§ Complete the following:
• A. Answer the following questions using the forum thread about the Fafi haul.
(i) At which store did dromero get the Fafi items?
(ii) How many Fafinette dolls are listed in the haul?
(iii) According to Rubiez, until when does Rubiez have to wait?
• B. Write a continuation of the forum thread about the Fafi haul, picking up after the last post by NYDoll88.
* Begin Text provided *
# My FAFI Haul



## dromero (Feb 3, 2008)

I am so lucky to live in NY. I was able to go to the Pro store and get my hands on Fafi.

Fafi Eyes 1
Hipness blush
Sassed-up IP
Sugar Trance L/G
Perky P/P
Girl Friendly p/p
Fafi makeup bag
2 Fafinette dolls

Now it's time to play


----------



## starangel2383 (Feb 3, 2008)

please post pictures and your very lucky!


----------



## newagetomatoz (Feb 3, 2008)

Quote:

   Originally Posted by *starangel2383* 

 
_please post pictures and your very lucky!_

 





 And I am insanely envious of you!  That is incredible hauling!!  Enjoy, though I imagine it would be hard not too!!


----------



## glam8babe (Feb 4, 2008)

WOW!! kool 
	

	
	
		
		

		
		
	


	




 please post pics and swatches!


----------



## Dani (Feb 4, 2008)

OMG they have it already?!?!  Thanks for the info and great haul!!!


----------



## Rubiez (Feb 4, 2008)

I am JEALOUS!
I have to wait until it goes online...-_-
Can't wait to see pics!


----------



## DelicateFlower (Feb 4, 2008)

Lucky, lucky you!  I can't wait to get my hands on some.


----------



## lethaldesign (Feb 4, 2008)

You lucky girl you!!! Wish I lived in NY so I could get my Fafi stuff already


----------



## dialine13 (Feb 4, 2008)

you got some good stuff you're so lucky!! 
	

	
	
		
		

		
		
	


	




can anyone buy the fafi stuff? I know anyone can buy pro, but do you need a pro card to get the fafi stuff since it isn't released to the public yet?


----------



## NYDoll88 (Feb 4, 2008)

AHH which pro store (or is there only one)?! I'm gonna go today...
* End Text provided *
* Begin Data provided *
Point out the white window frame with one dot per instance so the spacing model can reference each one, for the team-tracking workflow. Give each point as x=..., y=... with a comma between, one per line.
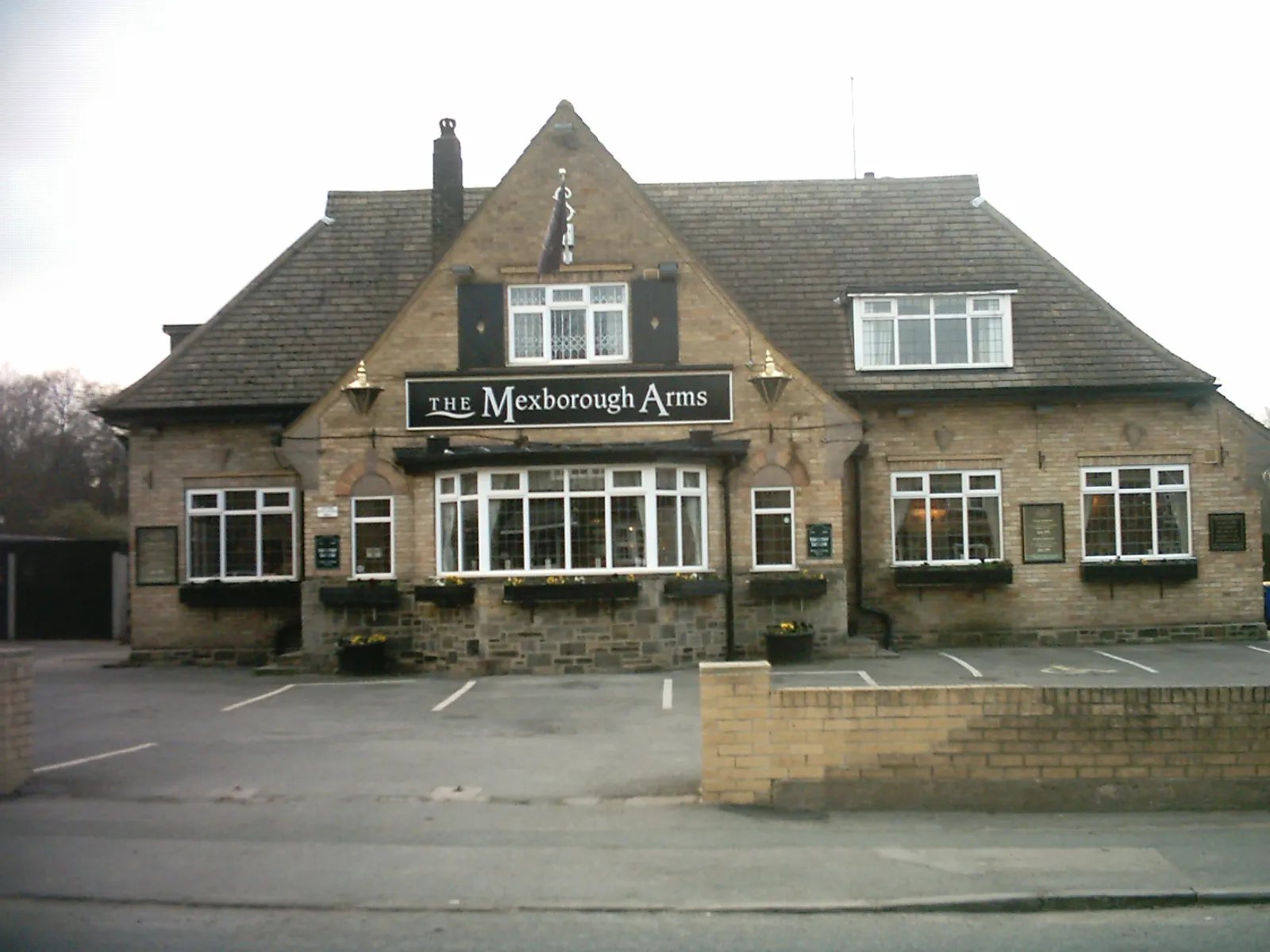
x=860, y=306
x=755, y=512
x=1153, y=492
x=355, y=520
x=964, y=495
x=260, y=511
x=647, y=490
x=544, y=313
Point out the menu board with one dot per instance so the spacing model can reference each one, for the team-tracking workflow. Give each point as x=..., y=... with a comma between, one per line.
x=1227, y=532
x=1043, y=532
x=819, y=539
x=325, y=551
x=156, y=555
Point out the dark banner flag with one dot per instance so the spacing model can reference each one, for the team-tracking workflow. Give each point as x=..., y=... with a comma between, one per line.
x=552, y=245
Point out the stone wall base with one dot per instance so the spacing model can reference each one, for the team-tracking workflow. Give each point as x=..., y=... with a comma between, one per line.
x=1119, y=635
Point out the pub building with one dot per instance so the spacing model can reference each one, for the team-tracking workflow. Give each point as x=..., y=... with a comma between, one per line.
x=690, y=413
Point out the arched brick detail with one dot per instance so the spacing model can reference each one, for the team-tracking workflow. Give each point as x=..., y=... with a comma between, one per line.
x=372, y=465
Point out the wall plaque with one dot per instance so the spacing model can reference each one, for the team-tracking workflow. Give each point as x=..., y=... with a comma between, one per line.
x=819, y=539
x=156, y=555
x=1043, y=532
x=545, y=400
x=1227, y=532
x=325, y=551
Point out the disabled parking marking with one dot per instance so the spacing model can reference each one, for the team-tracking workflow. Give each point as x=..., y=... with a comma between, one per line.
x=95, y=757
x=975, y=672
x=1117, y=658
x=454, y=697
x=260, y=697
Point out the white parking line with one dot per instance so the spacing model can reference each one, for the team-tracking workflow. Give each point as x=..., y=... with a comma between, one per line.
x=1117, y=658
x=253, y=700
x=975, y=672
x=454, y=697
x=90, y=759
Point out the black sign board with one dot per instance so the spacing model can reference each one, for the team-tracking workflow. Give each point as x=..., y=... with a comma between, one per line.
x=1043, y=532
x=1227, y=532
x=819, y=539
x=325, y=551
x=544, y=400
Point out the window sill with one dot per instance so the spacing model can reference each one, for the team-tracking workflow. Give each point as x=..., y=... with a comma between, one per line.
x=241, y=594
x=1145, y=571
x=787, y=587
x=359, y=596
x=979, y=575
x=533, y=593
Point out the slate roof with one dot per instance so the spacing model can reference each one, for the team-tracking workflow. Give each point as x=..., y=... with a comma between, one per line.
x=783, y=249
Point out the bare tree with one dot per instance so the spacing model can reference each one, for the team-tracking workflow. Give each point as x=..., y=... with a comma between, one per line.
x=54, y=452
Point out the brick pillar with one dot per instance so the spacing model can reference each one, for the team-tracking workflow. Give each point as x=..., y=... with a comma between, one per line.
x=14, y=717
x=736, y=733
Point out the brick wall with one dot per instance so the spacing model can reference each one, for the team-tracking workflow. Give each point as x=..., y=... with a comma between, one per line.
x=16, y=682
x=981, y=748
x=1041, y=455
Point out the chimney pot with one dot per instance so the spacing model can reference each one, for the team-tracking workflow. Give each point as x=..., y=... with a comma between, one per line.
x=448, y=190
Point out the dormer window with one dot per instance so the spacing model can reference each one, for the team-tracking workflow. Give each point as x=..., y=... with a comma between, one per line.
x=933, y=332
x=568, y=324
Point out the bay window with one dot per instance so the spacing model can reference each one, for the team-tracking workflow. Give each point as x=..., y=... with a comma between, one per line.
x=1136, y=512
x=568, y=324
x=906, y=332
x=239, y=535
x=571, y=520
x=945, y=517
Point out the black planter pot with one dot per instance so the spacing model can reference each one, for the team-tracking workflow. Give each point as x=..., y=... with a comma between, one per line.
x=364, y=659
x=241, y=594
x=1172, y=570
x=794, y=647
x=776, y=587
x=694, y=588
x=446, y=596
x=359, y=596
x=572, y=592
x=971, y=577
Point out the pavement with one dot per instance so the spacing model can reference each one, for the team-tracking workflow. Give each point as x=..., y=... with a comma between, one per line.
x=211, y=789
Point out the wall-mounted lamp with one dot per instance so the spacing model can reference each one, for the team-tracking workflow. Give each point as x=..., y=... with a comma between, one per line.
x=361, y=395
x=772, y=382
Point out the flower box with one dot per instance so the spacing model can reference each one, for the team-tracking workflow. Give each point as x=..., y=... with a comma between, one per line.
x=971, y=577
x=787, y=587
x=366, y=658
x=1161, y=571
x=694, y=588
x=241, y=594
x=446, y=596
x=791, y=647
x=533, y=593
x=359, y=596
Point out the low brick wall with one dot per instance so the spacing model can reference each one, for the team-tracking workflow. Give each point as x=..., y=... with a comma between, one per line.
x=1003, y=748
x=16, y=682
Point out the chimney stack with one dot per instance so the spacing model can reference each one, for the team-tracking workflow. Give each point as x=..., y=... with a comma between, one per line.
x=448, y=190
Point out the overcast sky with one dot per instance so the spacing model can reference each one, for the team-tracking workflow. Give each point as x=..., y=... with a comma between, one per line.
x=156, y=155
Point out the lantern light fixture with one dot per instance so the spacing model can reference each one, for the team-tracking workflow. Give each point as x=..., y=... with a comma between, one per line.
x=361, y=393
x=772, y=381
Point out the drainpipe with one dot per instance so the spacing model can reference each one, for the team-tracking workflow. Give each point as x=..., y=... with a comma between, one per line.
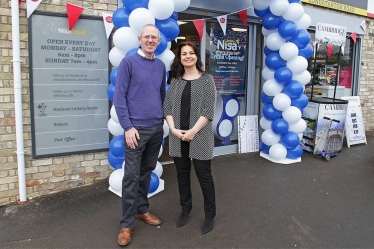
x=18, y=102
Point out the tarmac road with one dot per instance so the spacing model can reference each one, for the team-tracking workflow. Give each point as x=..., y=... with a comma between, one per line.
x=312, y=204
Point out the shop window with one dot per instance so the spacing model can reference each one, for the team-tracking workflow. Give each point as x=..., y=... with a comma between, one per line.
x=336, y=69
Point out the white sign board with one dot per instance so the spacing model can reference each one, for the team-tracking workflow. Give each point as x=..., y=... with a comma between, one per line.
x=330, y=34
x=248, y=133
x=355, y=130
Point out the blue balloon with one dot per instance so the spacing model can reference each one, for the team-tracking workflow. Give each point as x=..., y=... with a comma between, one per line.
x=261, y=13
x=162, y=46
x=115, y=162
x=270, y=21
x=270, y=112
x=169, y=27
x=295, y=153
x=279, y=126
x=293, y=89
x=268, y=51
x=266, y=99
x=274, y=61
x=174, y=16
x=134, y=4
x=131, y=51
x=110, y=91
x=300, y=102
x=117, y=146
x=113, y=75
x=301, y=39
x=287, y=29
x=264, y=148
x=306, y=52
x=155, y=181
x=290, y=140
x=283, y=75
x=120, y=18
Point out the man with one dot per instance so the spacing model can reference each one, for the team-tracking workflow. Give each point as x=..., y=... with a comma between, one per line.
x=138, y=99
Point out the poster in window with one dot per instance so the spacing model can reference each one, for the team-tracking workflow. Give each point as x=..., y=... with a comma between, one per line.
x=227, y=60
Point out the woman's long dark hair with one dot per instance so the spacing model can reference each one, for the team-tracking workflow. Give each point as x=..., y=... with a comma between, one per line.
x=176, y=68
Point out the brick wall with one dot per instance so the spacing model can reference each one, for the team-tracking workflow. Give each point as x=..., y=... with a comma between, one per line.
x=47, y=175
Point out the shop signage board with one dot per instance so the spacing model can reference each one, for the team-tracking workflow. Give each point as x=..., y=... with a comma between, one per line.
x=227, y=60
x=327, y=33
x=354, y=128
x=69, y=75
x=248, y=133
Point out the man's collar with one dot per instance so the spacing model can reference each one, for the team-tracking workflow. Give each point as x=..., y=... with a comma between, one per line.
x=141, y=53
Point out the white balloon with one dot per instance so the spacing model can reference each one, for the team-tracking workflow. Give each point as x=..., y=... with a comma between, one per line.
x=181, y=5
x=115, y=128
x=115, y=180
x=267, y=32
x=274, y=41
x=116, y=56
x=160, y=151
x=297, y=64
x=292, y=114
x=272, y=87
x=113, y=114
x=159, y=169
x=269, y=138
x=125, y=39
x=261, y=4
x=277, y=152
x=304, y=77
x=297, y=127
x=167, y=57
x=161, y=9
x=166, y=129
x=267, y=73
x=304, y=22
x=288, y=51
x=265, y=123
x=278, y=7
x=294, y=12
x=281, y=102
x=140, y=17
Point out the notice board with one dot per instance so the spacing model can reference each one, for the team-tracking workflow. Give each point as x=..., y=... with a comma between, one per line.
x=69, y=76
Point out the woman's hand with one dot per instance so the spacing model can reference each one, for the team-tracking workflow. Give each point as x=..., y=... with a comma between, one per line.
x=189, y=135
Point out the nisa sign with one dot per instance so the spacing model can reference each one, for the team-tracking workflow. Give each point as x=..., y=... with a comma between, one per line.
x=71, y=32
x=227, y=45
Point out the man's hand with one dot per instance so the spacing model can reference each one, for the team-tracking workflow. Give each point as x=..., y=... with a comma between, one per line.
x=132, y=137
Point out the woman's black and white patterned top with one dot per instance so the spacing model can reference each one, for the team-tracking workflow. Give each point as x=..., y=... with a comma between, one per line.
x=203, y=103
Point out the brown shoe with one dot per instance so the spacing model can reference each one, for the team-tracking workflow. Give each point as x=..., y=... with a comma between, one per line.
x=124, y=236
x=149, y=218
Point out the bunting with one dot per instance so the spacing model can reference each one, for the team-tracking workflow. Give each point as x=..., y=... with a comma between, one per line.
x=199, y=25
x=74, y=12
x=223, y=22
x=108, y=23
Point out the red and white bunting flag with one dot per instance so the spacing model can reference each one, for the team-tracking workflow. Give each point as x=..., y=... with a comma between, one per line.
x=74, y=12
x=31, y=6
x=363, y=25
x=243, y=17
x=354, y=37
x=199, y=25
x=223, y=22
x=108, y=23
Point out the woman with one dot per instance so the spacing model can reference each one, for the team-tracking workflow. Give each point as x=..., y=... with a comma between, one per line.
x=189, y=110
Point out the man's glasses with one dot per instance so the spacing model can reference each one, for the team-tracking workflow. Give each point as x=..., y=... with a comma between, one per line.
x=152, y=37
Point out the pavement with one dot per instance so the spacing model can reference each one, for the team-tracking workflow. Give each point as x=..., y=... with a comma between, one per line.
x=260, y=204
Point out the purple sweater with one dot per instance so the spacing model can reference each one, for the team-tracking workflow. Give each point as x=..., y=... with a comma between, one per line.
x=140, y=91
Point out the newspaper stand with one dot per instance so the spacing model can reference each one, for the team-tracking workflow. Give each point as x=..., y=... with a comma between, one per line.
x=325, y=118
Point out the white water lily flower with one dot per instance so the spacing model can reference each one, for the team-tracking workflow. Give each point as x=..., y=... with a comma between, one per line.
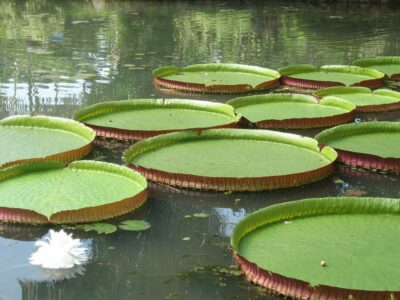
x=59, y=251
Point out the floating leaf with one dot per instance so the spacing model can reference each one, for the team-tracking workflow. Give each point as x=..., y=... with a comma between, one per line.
x=309, y=76
x=79, y=193
x=43, y=138
x=217, y=78
x=371, y=145
x=142, y=118
x=348, y=223
x=100, y=228
x=390, y=65
x=218, y=159
x=200, y=215
x=281, y=110
x=134, y=225
x=338, y=181
x=365, y=99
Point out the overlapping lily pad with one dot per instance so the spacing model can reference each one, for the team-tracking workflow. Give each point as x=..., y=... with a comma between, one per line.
x=142, y=118
x=216, y=78
x=218, y=159
x=292, y=111
x=323, y=248
x=371, y=145
x=390, y=65
x=365, y=99
x=85, y=191
x=311, y=77
x=26, y=138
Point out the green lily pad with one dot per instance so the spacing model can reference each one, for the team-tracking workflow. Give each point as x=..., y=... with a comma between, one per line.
x=365, y=99
x=100, y=228
x=376, y=138
x=335, y=75
x=334, y=246
x=292, y=110
x=200, y=215
x=141, y=118
x=390, y=65
x=85, y=191
x=219, y=159
x=372, y=145
x=216, y=78
x=43, y=138
x=134, y=225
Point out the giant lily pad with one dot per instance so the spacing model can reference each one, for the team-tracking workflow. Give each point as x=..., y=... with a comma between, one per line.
x=143, y=118
x=308, y=76
x=323, y=248
x=85, y=191
x=365, y=99
x=26, y=138
x=216, y=78
x=218, y=159
x=371, y=145
x=390, y=65
x=292, y=111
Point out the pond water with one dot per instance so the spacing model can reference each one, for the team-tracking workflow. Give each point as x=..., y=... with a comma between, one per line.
x=59, y=56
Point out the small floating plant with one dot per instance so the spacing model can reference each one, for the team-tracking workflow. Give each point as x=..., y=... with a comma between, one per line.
x=138, y=119
x=390, y=65
x=218, y=159
x=292, y=111
x=323, y=248
x=217, y=78
x=311, y=77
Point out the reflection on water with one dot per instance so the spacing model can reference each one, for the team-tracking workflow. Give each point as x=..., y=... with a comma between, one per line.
x=57, y=56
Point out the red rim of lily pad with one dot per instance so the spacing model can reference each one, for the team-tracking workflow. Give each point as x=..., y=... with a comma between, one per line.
x=296, y=288
x=338, y=91
x=300, y=122
x=380, y=60
x=82, y=215
x=362, y=160
x=160, y=73
x=104, y=108
x=287, y=72
x=54, y=123
x=190, y=181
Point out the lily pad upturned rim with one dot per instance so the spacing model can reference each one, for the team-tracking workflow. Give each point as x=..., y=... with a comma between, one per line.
x=87, y=214
x=297, y=288
x=357, y=159
x=286, y=72
x=297, y=122
x=54, y=123
x=230, y=183
x=380, y=60
x=124, y=105
x=337, y=91
x=224, y=88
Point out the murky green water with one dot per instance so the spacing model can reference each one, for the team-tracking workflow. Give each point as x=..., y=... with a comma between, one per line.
x=58, y=56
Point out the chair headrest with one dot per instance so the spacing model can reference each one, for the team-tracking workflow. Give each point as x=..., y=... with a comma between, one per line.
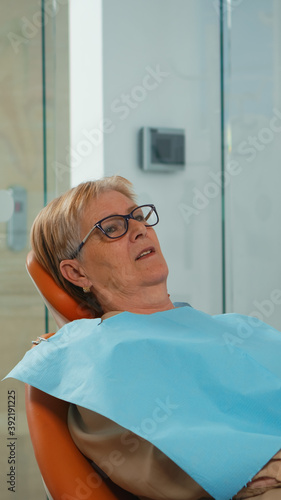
x=57, y=299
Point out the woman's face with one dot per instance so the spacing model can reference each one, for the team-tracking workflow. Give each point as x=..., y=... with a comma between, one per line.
x=115, y=268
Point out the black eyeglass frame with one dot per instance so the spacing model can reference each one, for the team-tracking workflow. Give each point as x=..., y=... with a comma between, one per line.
x=97, y=225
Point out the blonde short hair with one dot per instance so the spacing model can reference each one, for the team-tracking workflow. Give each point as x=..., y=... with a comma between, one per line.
x=55, y=233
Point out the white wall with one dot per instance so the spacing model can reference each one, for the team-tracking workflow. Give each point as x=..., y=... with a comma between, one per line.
x=253, y=198
x=181, y=37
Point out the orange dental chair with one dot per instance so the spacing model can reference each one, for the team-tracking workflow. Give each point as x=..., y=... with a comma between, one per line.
x=66, y=473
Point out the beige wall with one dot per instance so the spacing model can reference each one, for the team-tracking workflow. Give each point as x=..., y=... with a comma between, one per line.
x=21, y=154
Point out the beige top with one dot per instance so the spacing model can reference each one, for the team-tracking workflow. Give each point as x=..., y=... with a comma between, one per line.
x=137, y=466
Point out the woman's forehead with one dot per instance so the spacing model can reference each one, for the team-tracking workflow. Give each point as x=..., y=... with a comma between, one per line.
x=108, y=203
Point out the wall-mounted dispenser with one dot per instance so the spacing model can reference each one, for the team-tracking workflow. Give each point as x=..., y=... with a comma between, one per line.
x=162, y=149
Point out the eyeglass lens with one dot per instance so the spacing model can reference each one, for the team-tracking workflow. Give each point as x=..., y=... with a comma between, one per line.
x=116, y=226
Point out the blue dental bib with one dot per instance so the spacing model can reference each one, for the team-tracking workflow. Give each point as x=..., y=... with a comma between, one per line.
x=205, y=390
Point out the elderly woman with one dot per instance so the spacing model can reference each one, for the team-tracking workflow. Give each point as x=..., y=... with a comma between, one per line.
x=167, y=401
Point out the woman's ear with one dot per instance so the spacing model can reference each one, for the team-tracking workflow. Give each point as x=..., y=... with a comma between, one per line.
x=73, y=271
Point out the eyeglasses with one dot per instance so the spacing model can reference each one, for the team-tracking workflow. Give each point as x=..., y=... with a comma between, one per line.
x=116, y=226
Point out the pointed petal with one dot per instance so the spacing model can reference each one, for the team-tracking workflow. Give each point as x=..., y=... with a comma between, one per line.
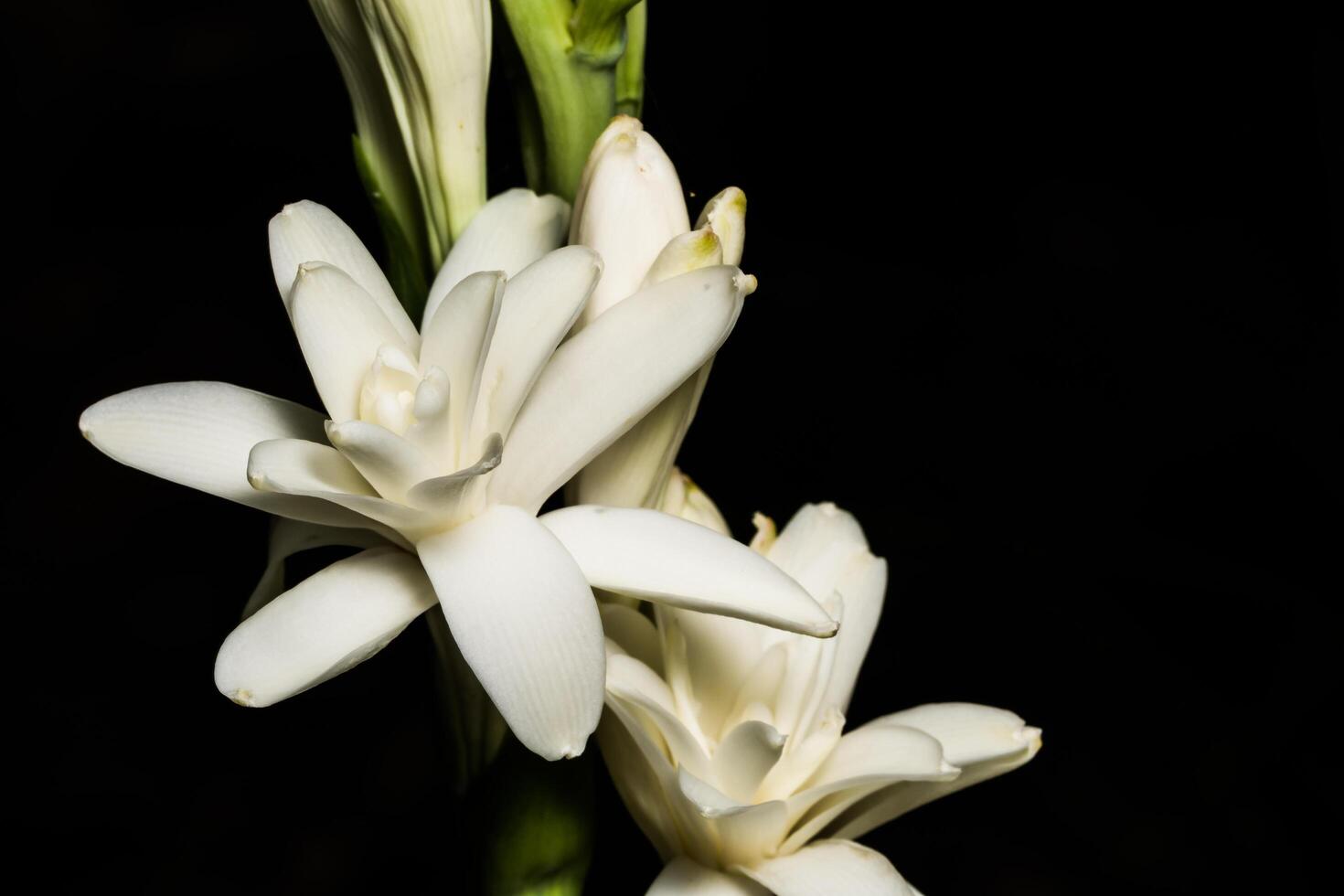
x=983, y=741
x=631, y=208
x=603, y=380
x=527, y=624
x=199, y=434
x=339, y=329
x=745, y=756
x=390, y=464
x=300, y=468
x=292, y=536
x=306, y=231
x=686, y=878
x=459, y=338
x=862, y=589
x=748, y=832
x=726, y=214
x=509, y=232
x=634, y=633
x=661, y=558
x=323, y=626
x=829, y=867
x=539, y=308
* End Data provided *
§ Answers for this exercise:
• A.
(i) The Pro store.
(ii) Two.
(iii) Until it goes online.

• B.
----------



## jdepp_84 (Feb 4, 2008)

Pics!!!


----------



## noahlowryfan (Feb 4, 2008)

Quote:

   Originally Posted by *dialine13* 

 
_you got some good stuff you're so lucky!! 
	

	
	
		
		

		
		
	


	




can anyone buy the fafi stuff? I know anyone can buy pro, but do you need a pro card to get the fafi stuff since it isn't released to the public yet?_

 
anyone can buy the Fafi stuff. you don't need a pro card. pro card just gives you a discount.


----------



## dromero (Feb 4, 2008)

There is only one pro store in NY.  It's 7 west 22nd street.
enjoy


----------



## Lip_gloss_whore (Feb 4, 2008)

How much where the fafi dolls????


----------



## AppleDiva (Feb 4, 2008)

yay on the haul...cant wait to see pics!


----------



## dromero (Feb 4, 2008)

The dolls were $9 each


----------



## MisaMayah (Feb 4, 2008)

*Drool* where are the pics?!! lol..ur teasing us =(


----------



## dialine13 (Feb 5, 2008)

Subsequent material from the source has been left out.